▸ What you should do
Among the entries that follow, find every line with the word "positive" and copy it.

* * * * * * * * *

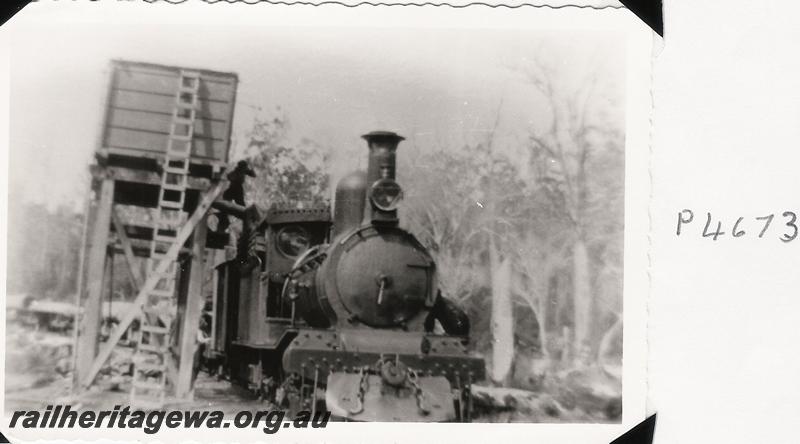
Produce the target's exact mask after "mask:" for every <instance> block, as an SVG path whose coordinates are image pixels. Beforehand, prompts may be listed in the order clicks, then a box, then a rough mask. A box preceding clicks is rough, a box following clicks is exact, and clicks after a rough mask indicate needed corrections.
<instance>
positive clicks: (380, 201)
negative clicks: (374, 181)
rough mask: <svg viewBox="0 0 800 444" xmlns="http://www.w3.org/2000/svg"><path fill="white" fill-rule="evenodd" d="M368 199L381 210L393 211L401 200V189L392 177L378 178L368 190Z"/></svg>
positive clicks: (375, 206)
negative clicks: (387, 177)
mask: <svg viewBox="0 0 800 444" xmlns="http://www.w3.org/2000/svg"><path fill="white" fill-rule="evenodd" d="M369 200H370V202H372V205H374V206H375V208H377V209H379V210H381V211H394V210H396V209H397V205H398V204H399V203H400V201H401V200H403V189H402V188H400V184H398V183H397V182H395V181H394V180H393V179H389V178H384V179H379V180H378V181H376V182H375V183H374V184H373V185H372V188H371V189H370V191H369Z"/></svg>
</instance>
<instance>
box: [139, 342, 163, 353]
mask: <svg viewBox="0 0 800 444" xmlns="http://www.w3.org/2000/svg"><path fill="white" fill-rule="evenodd" d="M138 350H139V351H145V352H150V353H158V354H164V353H166V352H167V347H166V346H158V345H155V344H142V343H139V347H138Z"/></svg>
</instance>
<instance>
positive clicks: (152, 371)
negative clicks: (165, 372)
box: [133, 362, 167, 372]
mask: <svg viewBox="0 0 800 444" xmlns="http://www.w3.org/2000/svg"><path fill="white" fill-rule="evenodd" d="M133 370H134V371H137V372H165V371H166V370H167V366H166V365H165V364H151V363H148V362H143V363H141V364H134V366H133Z"/></svg>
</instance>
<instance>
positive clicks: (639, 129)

* * * * * * * * *

▸ Exercise solution
positive clicks: (380, 201)
positive clicks: (375, 206)
positive clicks: (152, 371)
positive clicks: (639, 129)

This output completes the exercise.